• [Task requirements]: Every record shown below should be duplicated exactly.

Records drawn from a dataset:
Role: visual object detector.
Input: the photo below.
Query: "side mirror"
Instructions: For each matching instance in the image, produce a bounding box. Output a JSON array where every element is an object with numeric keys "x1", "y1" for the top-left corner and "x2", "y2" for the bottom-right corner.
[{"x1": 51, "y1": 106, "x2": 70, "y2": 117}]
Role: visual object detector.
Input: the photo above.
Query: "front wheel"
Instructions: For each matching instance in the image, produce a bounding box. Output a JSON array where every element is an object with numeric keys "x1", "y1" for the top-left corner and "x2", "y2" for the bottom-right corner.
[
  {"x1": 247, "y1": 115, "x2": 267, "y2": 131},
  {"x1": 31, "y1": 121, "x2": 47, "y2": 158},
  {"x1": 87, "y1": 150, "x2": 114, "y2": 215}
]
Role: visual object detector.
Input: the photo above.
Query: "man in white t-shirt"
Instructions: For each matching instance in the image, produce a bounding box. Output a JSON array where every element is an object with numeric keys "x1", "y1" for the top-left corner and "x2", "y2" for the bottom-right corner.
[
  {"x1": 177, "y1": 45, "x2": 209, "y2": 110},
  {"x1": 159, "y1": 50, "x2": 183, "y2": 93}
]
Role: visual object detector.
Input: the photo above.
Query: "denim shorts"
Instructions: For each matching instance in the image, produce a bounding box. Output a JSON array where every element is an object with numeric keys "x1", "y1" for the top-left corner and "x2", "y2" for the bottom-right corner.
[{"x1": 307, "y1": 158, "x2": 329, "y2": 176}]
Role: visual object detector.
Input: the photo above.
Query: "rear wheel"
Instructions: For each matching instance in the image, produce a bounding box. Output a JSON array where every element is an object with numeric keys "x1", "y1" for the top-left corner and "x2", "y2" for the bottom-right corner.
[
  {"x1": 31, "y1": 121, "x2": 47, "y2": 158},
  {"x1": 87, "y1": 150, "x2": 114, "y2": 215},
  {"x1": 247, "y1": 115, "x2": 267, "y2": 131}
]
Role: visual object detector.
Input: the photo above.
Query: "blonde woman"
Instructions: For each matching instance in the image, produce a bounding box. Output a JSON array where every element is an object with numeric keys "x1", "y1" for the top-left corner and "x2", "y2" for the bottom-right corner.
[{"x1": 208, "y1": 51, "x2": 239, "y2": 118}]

• [Written response]:
Role: visual object detector.
Input: the photo below.
Query: "side mirror"
Instructions: For each matching instance in the image, produce a bounding box. Output a JSON array where every element is an object with numeric keys "x1", "y1" for the top-left corner and "x2", "y2" for the bottom-right corner.
[{"x1": 51, "y1": 106, "x2": 70, "y2": 117}]
Role: visual object detector.
Input: the photo above.
Query: "front wheel"
Instructions: For each matching instance in the image, produce a bounding box. Output a JSON array where every element is an object with numeric keys "x1", "y1" for the top-left corner and "x2", "y2" for the bottom-right corner.
[
  {"x1": 247, "y1": 115, "x2": 267, "y2": 131},
  {"x1": 31, "y1": 121, "x2": 47, "y2": 158},
  {"x1": 87, "y1": 150, "x2": 114, "y2": 215}
]
Role: visual object detector.
Input: the photo above.
Query: "man in white t-shirt"
Instructions: For each matching instance in the image, produce a bounding box. Output a JSON array where every element is an object with numeric keys "x1", "y1" for the top-left corner and "x2", "y2" for the bottom-right corner.
[
  {"x1": 177, "y1": 45, "x2": 209, "y2": 110},
  {"x1": 159, "y1": 50, "x2": 183, "y2": 93}
]
Role: visual object detector.
Input: the photo above.
Query: "denim shorts"
Instructions: For each matching instance in the image, produce a bounding box. Output a JSON array where every element is an object with numeric keys "x1", "y1" for the top-left corner and "x2", "y2" for the bottom-right corner.
[{"x1": 307, "y1": 158, "x2": 329, "y2": 176}]
Role: visual object detector.
Input: the photo above.
Query: "rear wheel"
Instructions: For each matching instance in the image, produce a bounding box. Output a JSON array where every element is an object with numeric keys "x1", "y1" for the top-left corner and "x2", "y2" for the bottom-right corner.
[
  {"x1": 31, "y1": 121, "x2": 47, "y2": 158},
  {"x1": 87, "y1": 150, "x2": 114, "y2": 215},
  {"x1": 247, "y1": 115, "x2": 267, "y2": 131}
]
Role: visual object detector.
Input: the photo above.
Query: "blonde woman"
Instructions: For each matching instance in the image, produce a bounding box. Output a JSON array where every element is an object with numeric keys "x1", "y1" for the top-left corner and "x2", "y2" for the bottom-right corner.
[{"x1": 208, "y1": 51, "x2": 239, "y2": 118}]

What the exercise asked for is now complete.